Annotation data for object locations
►

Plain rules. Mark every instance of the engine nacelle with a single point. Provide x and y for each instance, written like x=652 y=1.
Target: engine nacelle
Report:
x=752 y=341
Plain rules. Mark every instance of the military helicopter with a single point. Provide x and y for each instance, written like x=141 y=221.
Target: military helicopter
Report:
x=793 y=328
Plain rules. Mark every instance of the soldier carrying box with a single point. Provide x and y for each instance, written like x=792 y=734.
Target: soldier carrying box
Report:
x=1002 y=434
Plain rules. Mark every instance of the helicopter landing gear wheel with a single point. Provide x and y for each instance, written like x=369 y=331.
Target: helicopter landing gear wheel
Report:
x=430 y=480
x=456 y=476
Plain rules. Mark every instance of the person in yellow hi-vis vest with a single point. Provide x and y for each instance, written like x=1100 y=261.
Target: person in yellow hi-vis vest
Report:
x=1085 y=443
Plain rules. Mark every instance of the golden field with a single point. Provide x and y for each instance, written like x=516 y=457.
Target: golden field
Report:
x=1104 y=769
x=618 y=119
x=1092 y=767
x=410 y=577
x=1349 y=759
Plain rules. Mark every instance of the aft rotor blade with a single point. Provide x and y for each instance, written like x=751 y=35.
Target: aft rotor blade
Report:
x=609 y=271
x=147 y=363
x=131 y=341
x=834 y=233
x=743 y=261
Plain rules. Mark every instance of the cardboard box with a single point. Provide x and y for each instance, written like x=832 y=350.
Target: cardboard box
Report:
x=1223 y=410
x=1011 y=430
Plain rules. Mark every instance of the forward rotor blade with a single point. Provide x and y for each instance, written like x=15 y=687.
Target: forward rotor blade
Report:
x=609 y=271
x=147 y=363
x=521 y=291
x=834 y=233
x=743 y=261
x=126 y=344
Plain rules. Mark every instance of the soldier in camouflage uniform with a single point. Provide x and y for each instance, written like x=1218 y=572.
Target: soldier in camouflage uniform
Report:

◄

§ **TASK TO COMPLETE**
Rewrite every one of the rows above as a numbered list, dropping any blank lines.

§ **THE OUTPUT**
1. Plain rules. Mark every instance of the engine nacelle with a single point. Provide x and y for each instance, written like x=652 y=1.
2. Target: engine nacelle
3. Report:
4. x=752 y=341
5. Plain rules. Mark every instance of the military helicopter with a single point. Provide x and y for each instance, written like x=141 y=221.
6. Target: military helicopter
7. Report:
8. x=793 y=328
9. Plain rules. Mark every instance of the soldier carrying box with a single point. Provide x and y for each instance, written like x=792 y=734.
10. Target: soldier carrying box
11. Report:
12. x=1002 y=434
13. Plain rules. Mark every instance of the helicopter landing gear wheel with a single point. Provide x and y for each instance, written like x=369 y=331.
14. Target: helicopter landing gear wheel
15. Report:
16. x=430 y=480
17. x=456 y=476
18. Plain rules. Mark every instance of the person in yellow hi-vis vest with a single point. Provide x and y for each instance, written like x=1100 y=261.
19. Target: person in yellow hi-vis vest
20. Report:
21. x=1085 y=443
22. Plain rules. Mark every instance of the golden field with a single point. Provide x and y for each instance, written like x=516 y=457.
23. Target: golden field
24. Report:
25. x=1104 y=769
26. x=618 y=119
27. x=1092 y=767
28. x=410 y=577
29. x=1349 y=759
30. Plain rules. Mark every instance of the aft rotor blade with a single point. Provide x and y for each instance, written like x=751 y=35.
31. Target: aft rotor blade
32. Report:
33. x=609 y=271
34. x=147 y=363
35. x=131 y=341
36. x=834 y=233
37. x=743 y=261
38. Plain rules. Mark every instance of the cardboard box with a single point. Provide x and y for each instance, written like x=832 y=350.
39. Target: cardboard box
40. Report:
41. x=1223 y=410
42. x=1011 y=430
43. Plain rules. Mark every instance of the forward rotor blade with a single point. Provide x and y for each instance, written like x=15 y=687.
44. Target: forward rotor blade
45. Report:
46. x=609 y=271
47. x=147 y=363
48. x=521 y=291
49. x=834 y=233
50. x=743 y=261
51. x=126 y=344
52. Plain rules. Mark every instance of the soldier in camouflage uniform with a single point. Provide x and y for each instance, written like x=1218 y=572.
53. Target: soldier in camouflage uniform
54. Report:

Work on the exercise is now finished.